#### ЦИТИРУЕМЫЙ ОТРЫВОК ####

Довольно подробные сведения о Мухали приводит Рашид ад-дин, называя его Мукали-гойон. Так, Рашид ад-дин отмечает, что Мухали подавил восстание чжурчжэней в 1214-1215 гг. О назначении его наместником Северного Китая персидский историк пишет: «Когда Чингисхан освободился от войны с Хитаем, он назначил на охрану страны и восточной стороны Мукали-гайона с многочисленным войском» [7, 183]. Это событие датировано 1218 г. Мухали покорил еще 72 крепости и рапортовал об этом Чингисхану [7, 204]. В летописи «Алтан тобчи» сохранилась эпиграмма на Мухали го-вана [11, ч. 2, 53].

güi ner-e-dür-iyen buu künbörge
ong ner-e-dür-iyen buu omoγši
čingsang ner-e-dür-iyen buu čad
tayisi ner-e-dür buu tamalan.

Не отягчай имени своего, Гоа,
Не гордись именем своим, Онг,
Не величайся именем своим, Чингсанг,
Не выставляйся именем, Тайши.

В «Юаньши» приведены биографические сведения о Мухали и его потомстве при Юанях.

Третьим витязем в «Повести» назван Чуу Мэргэн чжурчитский. Под этим именем в фольклоре выступает Елюй Чу-цай, советник двух великих ханов — Чингиса и Угэдэя. Елюй Чу-цай (1189-1244) был потомком киданьской императорской фамилии. Отождествление фольклорного Чуу Мэргэна с исторически известным государственным деятелем Елюй Чу-цаем впервые было отмечено Дамдинсурэном [10, 80-81].

#### ЗАПИСИ ####

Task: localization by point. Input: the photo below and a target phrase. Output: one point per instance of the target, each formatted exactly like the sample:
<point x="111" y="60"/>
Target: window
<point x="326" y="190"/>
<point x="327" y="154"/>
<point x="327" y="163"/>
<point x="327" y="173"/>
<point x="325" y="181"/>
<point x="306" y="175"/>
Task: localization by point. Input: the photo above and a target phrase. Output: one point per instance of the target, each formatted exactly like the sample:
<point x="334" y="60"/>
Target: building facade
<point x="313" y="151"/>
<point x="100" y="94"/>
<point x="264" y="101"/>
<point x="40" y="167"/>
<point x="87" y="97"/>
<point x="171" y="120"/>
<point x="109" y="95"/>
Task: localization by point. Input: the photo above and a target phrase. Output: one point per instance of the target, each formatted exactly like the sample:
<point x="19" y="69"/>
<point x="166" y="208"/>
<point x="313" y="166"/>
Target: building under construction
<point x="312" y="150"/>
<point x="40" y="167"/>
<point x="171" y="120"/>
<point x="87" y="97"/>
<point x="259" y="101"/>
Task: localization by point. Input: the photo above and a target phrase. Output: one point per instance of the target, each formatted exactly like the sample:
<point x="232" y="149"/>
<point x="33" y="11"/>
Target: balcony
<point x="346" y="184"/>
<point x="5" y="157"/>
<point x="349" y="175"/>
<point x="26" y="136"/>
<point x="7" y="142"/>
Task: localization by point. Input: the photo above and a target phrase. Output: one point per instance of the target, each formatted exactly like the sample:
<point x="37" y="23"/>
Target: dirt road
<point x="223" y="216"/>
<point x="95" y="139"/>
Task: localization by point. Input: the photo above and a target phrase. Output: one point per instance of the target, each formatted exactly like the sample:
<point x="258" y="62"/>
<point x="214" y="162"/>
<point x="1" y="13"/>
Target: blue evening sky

####

**ЗАДАНИЕ**
Ответьте по цитируемому отрывку:
(a) В каких годах, по словам Рашид ад-дина, Мухали подавил восстание чжурчжэней?
(b) Сколько еще крепостей покорил Мухали?
(c) Каковы годы жизни Елюй Чу-цая?
Записи служат отдельным материалом.

**РЕЗУЛЬТАТ**
(a) Мухали подавил восстание чжурчжэней в 1214–1215 гг.
(b) Мухали покорил еще 72 крепости.
(c) Елюй Чу-цай жил в 1189–1244 гг.